Minggu, 22 Maret 2015

PKn sebagai Pendidikan Karater

PKn sebagai Pendidikan Karakter


PKn memiliki misi sebagai pendidikan demokrasi, pendidikan hukum, pendidikan moral/karakter. Sebagai pendidikan demokrasi, esensinya misi PKn untuk meningkatkan kemampuan partisipasi warga negara dalam mengembangkan dan memelihara system politik demokrasi Pancasila. Sedangkan sebagai pendidikan hukum misi PKn adalah mewujudkan warga Negara yang memiliki kesadaran hukum. Selanjutnya sebagai pendidikan karakter misi PKn adalah membentuk warga negara yang memiliki sikap dan perilaku yang sejalan dengan nilai-nilai Pancasila dan yang berlaku dalam kehidupan masyarakatnya. 



Pendidikan Kewarganegaraan (PKn) memiliki visi sebagai nation and character building. Yakni membangun karakter manusia Indonesia yang Pancasilais, karena ideologi Pancasila merupakan identitas bagi bangsa Indonesia. Selain berdimensi identitas, Pancasila juga berdimensi humanitas (sila kedua dan keempat) dan universalitas (sila pertama  dan keempat) (lihat, Sartono Kartodirdjo,1993: 214). 
Ketika Indonesia menjadi negara merdeka,  proses menjadi bangsa Indonesia terus berlangsung (masih dalam proses pembentukan). Penduduk Indonesia baru lebih merupakan sejumlah kumpulan kelompok etnis dan ras tertentu.  Sehingga tidak mengherankan dalam perjalanan sebagai negara merdeka, NKRI sering dihadapkan pada terjadinya konflik social yang keras dan gerakan separatis yang sangat potensial menimbulkan disintegrasi bangsa. Pada negara bangsa yang demikian, “bangsa itu akan  terbentuk ketika telah adanya kesepakatan bentuk partisipasi politik dan rezim politik (konstitusi) yang hendak dikembangkan”. (Ramlan Surbakti, 1992).

Data yang Diberikan:
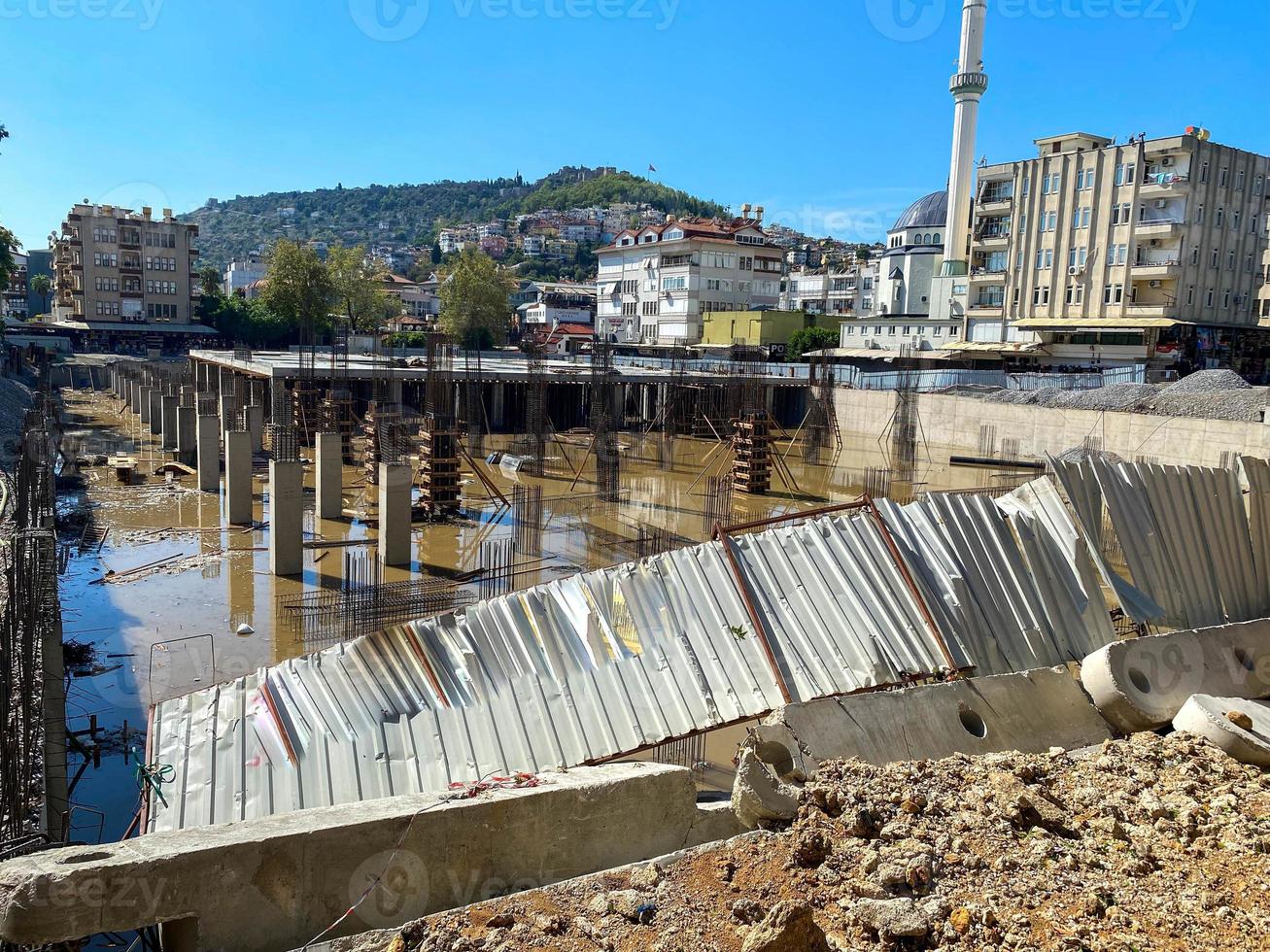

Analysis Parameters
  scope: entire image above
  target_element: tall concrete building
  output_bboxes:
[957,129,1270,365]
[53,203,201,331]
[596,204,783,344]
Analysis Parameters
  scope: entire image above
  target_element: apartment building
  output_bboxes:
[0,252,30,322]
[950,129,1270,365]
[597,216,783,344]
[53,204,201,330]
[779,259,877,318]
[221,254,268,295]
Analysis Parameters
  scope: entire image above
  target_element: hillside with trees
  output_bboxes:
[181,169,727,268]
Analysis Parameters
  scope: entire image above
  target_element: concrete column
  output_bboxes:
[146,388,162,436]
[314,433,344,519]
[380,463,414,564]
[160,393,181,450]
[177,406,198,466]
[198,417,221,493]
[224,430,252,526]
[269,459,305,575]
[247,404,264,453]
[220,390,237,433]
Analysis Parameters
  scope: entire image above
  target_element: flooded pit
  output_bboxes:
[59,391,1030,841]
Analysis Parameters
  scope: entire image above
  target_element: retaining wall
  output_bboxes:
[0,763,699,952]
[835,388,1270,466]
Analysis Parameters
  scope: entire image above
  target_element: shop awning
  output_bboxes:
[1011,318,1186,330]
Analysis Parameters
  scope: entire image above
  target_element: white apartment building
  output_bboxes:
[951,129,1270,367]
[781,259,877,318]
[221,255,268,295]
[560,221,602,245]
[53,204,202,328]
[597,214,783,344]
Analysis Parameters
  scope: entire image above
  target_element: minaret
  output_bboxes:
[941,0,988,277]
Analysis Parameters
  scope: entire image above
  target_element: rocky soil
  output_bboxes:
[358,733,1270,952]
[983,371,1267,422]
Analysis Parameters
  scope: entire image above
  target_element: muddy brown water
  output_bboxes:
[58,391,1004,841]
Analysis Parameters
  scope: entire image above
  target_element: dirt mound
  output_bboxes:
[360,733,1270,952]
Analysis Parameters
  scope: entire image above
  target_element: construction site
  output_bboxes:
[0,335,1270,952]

Yang Harus Dihasilkan: Tolong salin seluruh teks tentang PKn sebagai pendidikan karakter tanpa mengubah apa pun.

Jawaban:
Minggu, 22 Maret 2015

PKn sebagai Pendidikan Karater

PKn sebagai Pendidikan Karakter


PKn memiliki misi sebagai pendidikan demokrasi, pendidikan hukum, pendidikan moral/karakter. Sebagai pendidikan demokrasi, esensinya misi PKn untuk meningkatkan kemampuan partisipasi warga negara dalam mengembangkan dan memelihara system politik demokrasi Pancasila. Sedangkan sebagai pendidikan hukum misi PKn adalah mewujudkan warga Negara yang memiliki kesadaran hukum. Selanjutnya sebagai pendidikan karakter misi PKn adalah membentuk warga negara yang memiliki sikap dan perilaku yang sejalan dengan nilai-nilai Pancasila dan yang berlaku dalam kehidupan masyarakatnya. 



Pendidikan Kewarganegaraan (PKn) memiliki visi sebagai nation and character building. Yakni membangun karakter manusia Indonesia yang Pancasilais, karena ideologi Pancasila merupakan identitas bagi bangsa Indonesia. Selain berdimensi identitas, Pancasila juga berdimensi humanitas (sila kedua dan keempat) dan universalitas (sila pertama  dan keempat) (lihat, Sartono Kartodirdjo,1993: 214). 
Ketika Indonesia menjadi negara merdeka,  proses menjadi bangsa Indonesia terus berlangsung (masih dalam proses pembentukan). Penduduk Indonesia baru lebih merupakan sejumlah kumpulan kelompok etnis dan ras tertentu.  Sehingga tidak mengherankan dalam perjalanan sebagai negara merdeka, NKRI sering dihadapkan pada terjadinya konflik social yang keras dan gerakan separatis yang sangat potensial menimbulkan disintegrasi bangsa. Pada negara bangsa yang demikian, “bangsa itu akan  terbentuk ketika telah adanya kesepakatan bentuk partisipasi politik dan rezim politik (konstitusi) yang hendak dikembangkan”. (Ramlan Surbakti, 1992).